» **Document**
◇ ◇ ◇ ◇ ◇
And so in 1838, the powerful and influential British East India Company feared an increase in Russian influence in the region after Dhost Mohammad Khan, the Afghan ruler, renewed relations with the Russians. Ironically, Dhost Mohammad had earlier rejected overtures from Russia, but was apparently irked when Lord Auckland, governor general of India, got a little too pushy in trying to force Afghanistan into the British sphere of influence. And so the Brtish launched their attack westward from Jelalabad, then the frontier outpost of what was still part of British India. British and Indian troops captured Kabul in 1839 with so much ease that they thought well enough to drag the whole household along with them. Of the 16,500 members of the British army in Kabul, only 4,500 were really soldiers – the rest, around 12,000, were what they would call the "camp followers." These weren’t groupies of any sort – they were part of that long logistics tail that travels with any modern army. The british army was quite well known for its creature comforts. The camp followers consisted of everything from cooks, barbers and grooms, as well as more essential personnel like armorers. Of course there were also members of the soldier’s family, as well as servants and beggars. It is said that each British soldier was allowed to have up to four servants. Officers could bring twelve. Britain was, after all, still an imperial power, and its troops had to keep up with appearances.
◇ ◇ ◇ ◇ ◇
» **Extracted data entries**
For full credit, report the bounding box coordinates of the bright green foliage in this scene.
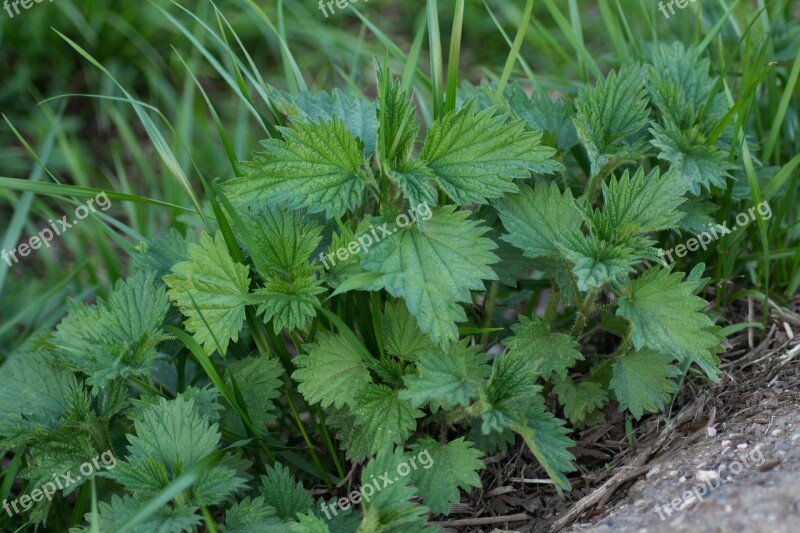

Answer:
[574,66,649,176]
[289,513,330,533]
[220,496,284,533]
[292,333,372,407]
[383,300,434,359]
[411,437,484,514]
[358,448,428,533]
[164,232,250,355]
[226,117,369,219]
[495,182,583,259]
[419,100,561,205]
[70,495,203,533]
[503,316,583,381]
[554,378,608,427]
[361,206,497,344]
[276,89,378,155]
[506,83,578,150]
[353,385,423,455]
[245,206,324,334]
[400,340,491,409]
[377,68,419,170]
[617,268,720,380]
[108,396,247,509]
[511,395,576,490]
[53,273,169,389]
[611,349,681,419]
[603,167,685,234]
[650,123,733,196]
[562,232,637,291]
[223,357,283,436]
[259,463,313,520]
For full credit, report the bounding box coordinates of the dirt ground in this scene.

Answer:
[442,302,800,533]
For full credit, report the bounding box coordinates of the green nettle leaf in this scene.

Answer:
[494,182,583,260]
[400,339,491,409]
[563,232,638,291]
[553,378,608,426]
[223,357,283,435]
[289,513,330,533]
[610,349,681,419]
[358,447,430,533]
[107,395,247,507]
[164,232,250,355]
[386,159,436,212]
[506,82,578,151]
[602,167,686,234]
[481,350,542,435]
[503,315,583,381]
[650,123,735,196]
[411,437,484,514]
[276,89,378,156]
[353,385,424,455]
[221,496,283,533]
[69,495,203,533]
[133,228,191,280]
[259,463,314,520]
[647,41,726,127]
[419,99,562,205]
[377,68,419,169]
[512,394,577,490]
[617,268,721,381]
[53,273,169,390]
[361,206,497,344]
[292,332,372,408]
[225,117,372,219]
[574,66,650,176]
[383,300,434,360]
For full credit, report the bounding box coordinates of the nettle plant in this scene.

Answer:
[0,45,734,532]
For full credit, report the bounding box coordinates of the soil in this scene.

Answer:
[442,296,800,533]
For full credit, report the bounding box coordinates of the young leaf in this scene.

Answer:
[361,206,497,344]
[225,117,370,219]
[419,100,562,205]
[494,182,583,259]
[108,395,247,507]
[610,349,681,420]
[602,167,686,234]
[383,300,434,360]
[292,332,372,408]
[54,273,169,391]
[353,385,423,455]
[400,339,491,409]
[277,89,378,156]
[223,357,283,435]
[411,437,484,514]
[358,447,428,533]
[617,268,720,381]
[164,232,250,355]
[553,378,608,426]
[503,315,583,381]
[574,66,649,176]
[512,394,577,490]
[259,463,313,520]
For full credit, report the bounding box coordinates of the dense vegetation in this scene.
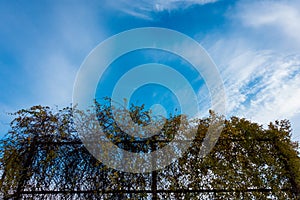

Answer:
[0,105,300,199]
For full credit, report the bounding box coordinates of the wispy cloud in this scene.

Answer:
[231,0,300,45]
[109,0,218,20]
[203,0,300,140]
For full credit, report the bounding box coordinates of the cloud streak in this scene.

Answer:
[108,0,218,20]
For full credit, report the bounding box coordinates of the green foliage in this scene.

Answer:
[0,104,300,199]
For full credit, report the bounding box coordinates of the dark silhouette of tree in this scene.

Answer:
[0,104,300,199]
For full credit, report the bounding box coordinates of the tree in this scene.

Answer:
[0,104,300,199]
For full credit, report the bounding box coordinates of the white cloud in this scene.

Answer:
[232,0,300,44]
[208,38,300,141]
[109,0,218,20]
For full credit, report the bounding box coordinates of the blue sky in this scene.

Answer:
[0,0,300,141]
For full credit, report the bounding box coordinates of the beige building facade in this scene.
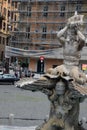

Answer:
[1,0,87,72]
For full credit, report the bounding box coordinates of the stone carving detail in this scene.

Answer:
[17,13,87,130]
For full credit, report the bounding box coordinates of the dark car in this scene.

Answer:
[0,74,20,84]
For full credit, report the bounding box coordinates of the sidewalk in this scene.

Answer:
[0,126,36,130]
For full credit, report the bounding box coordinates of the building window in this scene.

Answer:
[60,5,65,17]
[8,0,10,3]
[0,37,1,44]
[43,5,48,17]
[27,6,31,17]
[3,8,6,16]
[3,23,6,30]
[42,26,47,39]
[26,26,30,39]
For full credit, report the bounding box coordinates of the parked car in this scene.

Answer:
[0,74,20,84]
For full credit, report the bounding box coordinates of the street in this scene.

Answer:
[0,85,87,128]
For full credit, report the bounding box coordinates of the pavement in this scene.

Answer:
[0,79,87,130]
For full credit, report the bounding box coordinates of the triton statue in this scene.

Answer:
[16,13,87,130]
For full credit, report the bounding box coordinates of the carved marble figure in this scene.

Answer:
[18,12,87,130]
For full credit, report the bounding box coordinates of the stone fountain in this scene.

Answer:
[17,12,87,130]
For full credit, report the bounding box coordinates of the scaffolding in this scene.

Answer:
[10,0,87,50]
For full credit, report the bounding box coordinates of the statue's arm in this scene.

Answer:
[57,26,68,38]
[77,30,87,43]
[57,26,68,44]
◇ ◇ ◇ ◇ ◇
» **Tasks**
a) Scale the records starting at the line that contains "fountain in this scene." and ending at the last line of the records, both included. Rewrite those lines in full, requests included, with every bounding box coordinate in the answers multiplied by 1.6 and rounded to a whole number, halves rounded up.
b) Extend the passage on the British campaign in Afghanistan, starting right after its final sentence.

» **Responses**
a)
For full credit, report the bounding box coordinates of the stone fountain in this scene.

Answer:
[27,19,139,208]
For full credit, report the bounding box coordinates of the scaffolding in this scene.

Answer:
[16,0,139,80]
For full credit, report the bounding box coordinates of the statue's arm in this scene.

Answer:
[91,42,109,61]
[123,48,139,69]
[91,42,109,70]

b)
After the British took over Kabul, Dhost Mohammed fled to the hills to organize his guerilla war under his son, Akbar Khan.
As luck would have it, in 1841, the British commander in Kabul was a Major General William Elphinstone, a politically well-connected army officer who made a name for himself with impressive displays of military incompetence. Britain could not have made a worse choice.
Akbar Khan declared a general revolt in November 1841, and Afghans murdered a senior political diplomat and raided the British armory in Kabul. In another incident, Kabul’s governor, William Hay Macnaghten, was invited by Akbar Khan for tea and was promptly murdered as soon as he got down from his horse. His body was dragged through the streets of Kabul. Elphinstone, for some reason, did nothing. In fact, Elphinstone took it a step further. To the horror of his officers, Elphinstone decided to call it a day, signed a treaty of capitulation, and, under guarantee of safe passage from Akbar Khan, decided to call it quits and go home to India.
Now it wasn’t all that simple for the British. The agreement Elphinstone signed had several conditions, including the surrender of the best British guns, the reserve gunpowder, and the cannons. Having been promised a safe passage to the British garrison in Jalalabad 90 miles away, Elphinstone was apparently the most trusting soul that side of Central Asia.
It was January 6, 1842. And so began the biggest tragedy of British military history.
As soon as the 16,500-strong British column started marching from Kabul, they were attacked again and again by Afghans on horseback, and by guerilla riflemen perched on the mountaintops.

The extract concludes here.